-- Source passage follows --

AI annotators automatically filter out easy examples, focusing valuable human annotation effort on challenging cases where the current SAM 3 version fails. This active learning approach ensures human expertise concentrates on maximum impact improvements.

The data engine achieves 5x speedup on negative prompts (concepts not present in the image) and 36% faster annotation for positive prompts even in challenging fine grained domains.

Model Architecture

SAM 3 consists of a detector and tracker that share a vision encoder. The complete model contains 848 million parameters.

The detector uses a DETR-based architecture conditioned on text, geometry, and image exemplars. Text and image encoders come from Meta's Perception Encoder released in April 2025. An opensource model enabling advanced computer vision systems.

Using the Perception Encoder provided significant performance gains over previous encoder choices. The detector handles text prompts, image exemplars, and visual prompts like points, boxes, and masks.

The presence token architecture improves discrimination between closely related text prompts. When multiple similar concepts appear in a scene, the presence token helps the model distinguish between "player in white" versus "player in blue" rather than confusing similar entities.

The tracker inherits SAM 2's transformer encoder-decoder architecture with memory bank and memory encoder enabling video segmentation and interactive refinement. This combination allows SAM 3 to detect new instances and maintain consistent object IDs through time.

Performance and Speed

SAM 3 runs in 30 milliseconds for a single image with over 100 detected objects on an H200 GPU. For video, inference latency scales with the number of objects, sustaining near realtime performance for approximately five concurrent objects.

-- Source passage concluded --

▶ _Required action 1_
Copy the SAM 3 passage from "SAM 3 consists" up to and including "confusing similar entities.", substituting "presence marker" for "presence token" throughout.
▶ _Required action 2_
Resume the SAM 3 passage with new text that follows on from its final sentence.

-- Dataset excerpts follows --

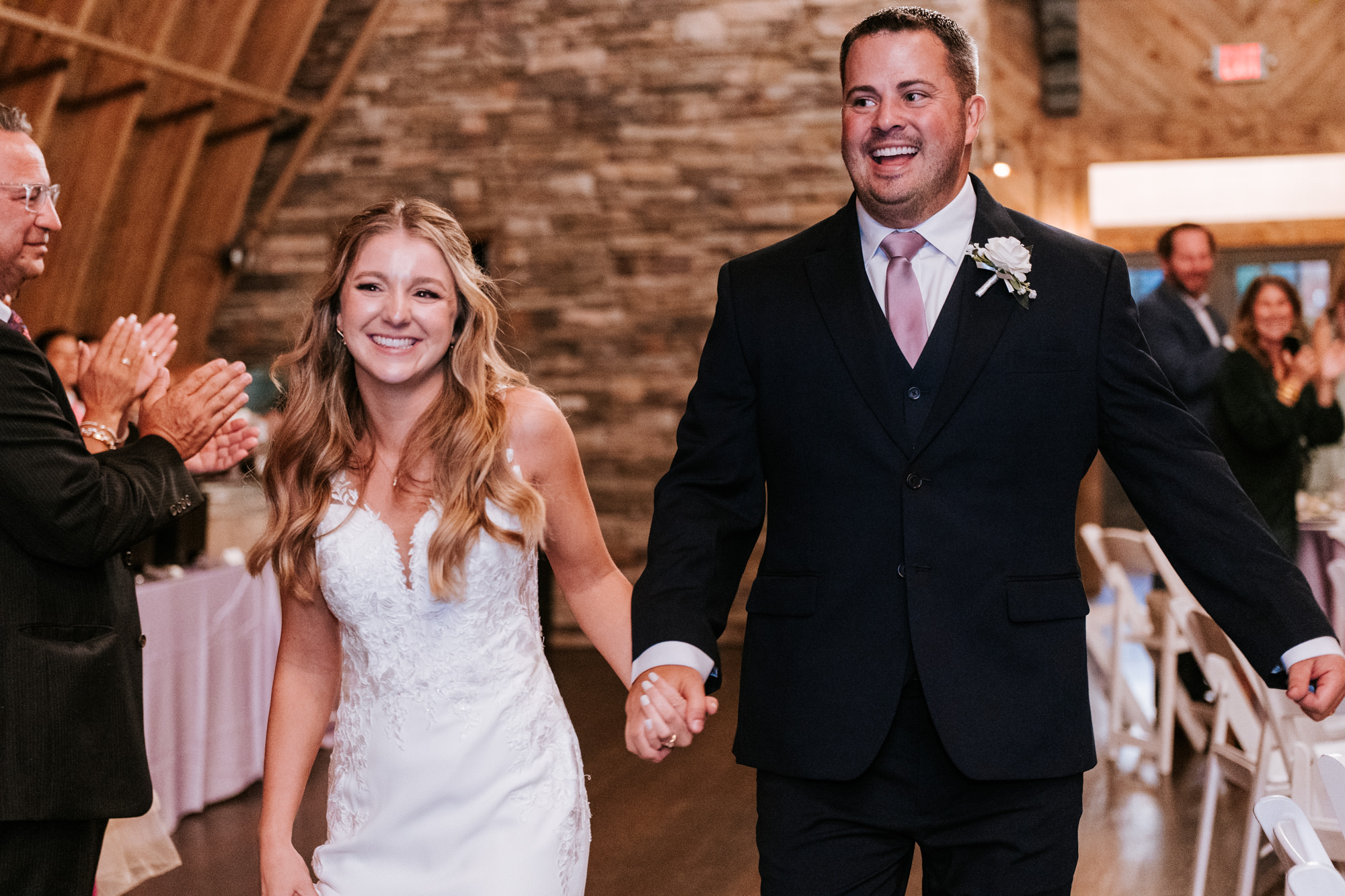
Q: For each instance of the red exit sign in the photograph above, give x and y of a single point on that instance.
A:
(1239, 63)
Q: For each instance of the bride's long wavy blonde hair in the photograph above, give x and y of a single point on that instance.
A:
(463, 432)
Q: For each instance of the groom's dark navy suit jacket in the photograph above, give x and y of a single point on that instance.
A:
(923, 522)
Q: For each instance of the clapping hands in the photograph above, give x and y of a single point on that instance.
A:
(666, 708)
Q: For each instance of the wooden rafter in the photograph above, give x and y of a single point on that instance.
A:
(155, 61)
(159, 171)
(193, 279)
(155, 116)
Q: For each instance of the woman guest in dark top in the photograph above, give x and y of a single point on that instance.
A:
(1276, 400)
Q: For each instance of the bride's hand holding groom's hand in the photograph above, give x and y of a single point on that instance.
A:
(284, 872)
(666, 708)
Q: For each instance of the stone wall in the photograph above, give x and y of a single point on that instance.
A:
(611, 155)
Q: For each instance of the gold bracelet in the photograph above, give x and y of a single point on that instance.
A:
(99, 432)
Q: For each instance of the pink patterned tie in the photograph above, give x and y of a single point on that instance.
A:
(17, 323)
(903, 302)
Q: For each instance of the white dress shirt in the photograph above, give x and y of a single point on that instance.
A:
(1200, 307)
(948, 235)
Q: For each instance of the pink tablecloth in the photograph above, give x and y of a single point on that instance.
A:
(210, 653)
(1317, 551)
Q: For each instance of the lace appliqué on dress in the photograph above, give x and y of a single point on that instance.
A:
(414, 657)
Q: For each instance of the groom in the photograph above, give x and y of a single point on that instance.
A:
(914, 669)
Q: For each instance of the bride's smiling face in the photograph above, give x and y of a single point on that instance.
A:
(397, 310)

-- Dataset excerpts concluded --

▶ _Expected answer 1_
SAM 3 consists of a detector and tracker that share a vision encoder. The complete model contains 848 million parameters.

The detector uses a DETR-based architecture conditioned on text, geometry, and image exemplars. Text and image encoders come from Meta's Perception Encoder released in April 2025. An opensource model enabling advanced computer vision systems.

Using the Perception Encoder provided significant performance gains over previous encoder choices. The detector handles text prompts, image exemplars, and visual prompts like points, boxes, and masks.

The presence marker architecture improves discrimination between closely related text prompts. When multiple similar concepts appear in a scene, the presence marker helps the model distinguish between "player in white" versus "player in blue" rather than confusing similar entities.

▶ _Expected answer 2_
On the SA-Co benchmark, SAM 3 doubles cgF1 scores (measuring how well the model recognizes and localizes concepts) compared to existing models. The system consistently outperforms both foundational models like Gemini 2.5 Pro and strong specialist baselines.

In user studies, people prefer SAM 3 outputs over the strongest baseline (OWLv2) approximately three to one. SAM 3 also achieves SOTA results on SAM 2 visual segmentation tasks, matching or exceeding previous model performance.

On challenging benchmarks like zero shot LVIS and CountBench (object counting), SAM 3 shows notable gains over previous approaches. The model demonstrates particular strength on nuanced queries requiring understanding of specific attributes beyond general categories.

SAM 3 Agent for Complex Queries

SAM 3 can function as a tool for multimodal large language models, enabling segmentation of complex text queries beyond simple noun phrases. SAM 3 Agent uses an MLLM that proposes noun phrase queries to prompt SAM 3, analyzes returned masks, and iterates until masks are satisfactory.

Example complex query: "What object in the picture is used for controlling and guiding a horse?" The MLLM breaks this down into simpler noun phrases, prompts SAM 3, evaluates results, and continues iterating.

Without training on referring expression segmentation or reasoning segmentation data, SAM 3 Agent surpasses prior work on challenging free text segmentation benchmarks requiring reasoning like ReasonSeg and OmniLabel.

This agent approach extends SAM 3's capabilities beyond direct text prompts to handle questions, descriptions, and reasoning based queries by combining SAM 3's segmentation with an MLLM's language understanding.

Segment Anything Playground

Meta launched the Segment Anything Playground, a web platform enabling anyone to experiment with SAM 3 without technical expertise. Users upload images or videos and test segmentation capabilities through a simple interface.

The playground includes templates for practical applications: pixelating faces, license plates, or screens for privacy; adding effects like spotlights or motion trails to specific objects; and annotating visual data for research or development.

This accessibility contrasts with SAM 2's primarily research focused release. Meta positions SAM 3 for broader adoption through consumer applications and easy experimentation platforms.

The playground features recordings from Meta's Aria Gen 2 research glasses, demonstrating SAM 3's capabilities on first person wearable footage. This enables robust segmentation from egocentric perspectives—relevant for applications in machine perception, contextual AI, and robotics.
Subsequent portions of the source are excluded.